REQUIRED WORK: Please copy out each of the records below word for word, with every line kept as it is.

Entries taken from a pointing dataset:
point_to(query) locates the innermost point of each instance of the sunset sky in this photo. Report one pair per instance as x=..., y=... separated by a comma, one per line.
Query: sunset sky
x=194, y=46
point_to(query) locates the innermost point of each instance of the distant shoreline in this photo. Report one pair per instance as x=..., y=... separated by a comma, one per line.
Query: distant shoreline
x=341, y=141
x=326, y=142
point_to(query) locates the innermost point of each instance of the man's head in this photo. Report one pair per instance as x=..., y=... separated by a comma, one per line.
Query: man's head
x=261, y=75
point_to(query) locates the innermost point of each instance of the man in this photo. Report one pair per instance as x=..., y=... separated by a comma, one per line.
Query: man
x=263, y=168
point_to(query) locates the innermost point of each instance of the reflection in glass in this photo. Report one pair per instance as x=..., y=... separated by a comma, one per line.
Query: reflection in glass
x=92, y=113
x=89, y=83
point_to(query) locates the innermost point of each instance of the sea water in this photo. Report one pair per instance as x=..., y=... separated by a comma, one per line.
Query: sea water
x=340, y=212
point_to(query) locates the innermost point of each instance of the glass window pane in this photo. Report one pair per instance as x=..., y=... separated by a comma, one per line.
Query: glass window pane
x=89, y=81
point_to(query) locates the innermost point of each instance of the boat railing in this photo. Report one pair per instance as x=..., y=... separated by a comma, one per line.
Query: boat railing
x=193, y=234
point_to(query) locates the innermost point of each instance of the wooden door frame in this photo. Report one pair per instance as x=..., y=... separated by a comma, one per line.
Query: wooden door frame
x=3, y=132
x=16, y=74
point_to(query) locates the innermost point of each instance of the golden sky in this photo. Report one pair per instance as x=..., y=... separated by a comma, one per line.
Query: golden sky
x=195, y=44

THE RESULT:
point_to(query) locates the innermost point of each instance of the sunset sky in this photo. Report one pair per instance as x=..., y=... separated by a comma, one per line.
Query: sunset sky
x=194, y=46
point_to(query) locates the innermost point of each instance of the distant shoreline in this photo. Report one pair per instance as x=..., y=... separated by a comma, one per line.
Query: distant shoreline
x=341, y=141
x=326, y=142
point_to(query) locates the innermost point of each instance of the man's head in this photo. Report one pair per instance as x=..., y=... separated by a comma, one per line.
Query: man's head
x=261, y=75
point_to(query) locates the innermost point of each instance of the man in this photo. Report one pair per instance as x=..., y=... separated by a comma, one per line.
Query: man
x=263, y=168
point_to(query) locates the innermost point of each instance of the reflection in glass in this photo. Report one pair per instance as x=..., y=... separated by a comma, one per line.
Query: reflection in glass
x=92, y=113
x=89, y=83
point_to(query) locates the innermost point of each instance of the sea water in this photo. Report one pair per instance as x=..., y=... separated by a comma, one per line.
Query: sea water
x=340, y=212
point_to(query) locates the innermost point of each instance of the glass window pane in this photo. Report one pair per instance as x=..., y=... separated by a comma, one per line.
Query: glass window pane
x=89, y=81
point_to(query) locates the innermost point of each instance of the boat railing in this photo. Report one pair per instance as x=..., y=... separated by a comma, one per line.
Query: boat railing
x=193, y=234
point_to(query) locates the innermost point of each instance of the wooden door frame in this photo. Report one pair per instance as x=..., y=... separated by a comma, one per line.
Query: wooden door frame
x=3, y=132
x=16, y=74
point_to(query) locates the innermost point of each instance of the golden sky in this photo. Report one pair per instance as x=..., y=... separated by a comma, one per line.
Query: golden sky
x=195, y=44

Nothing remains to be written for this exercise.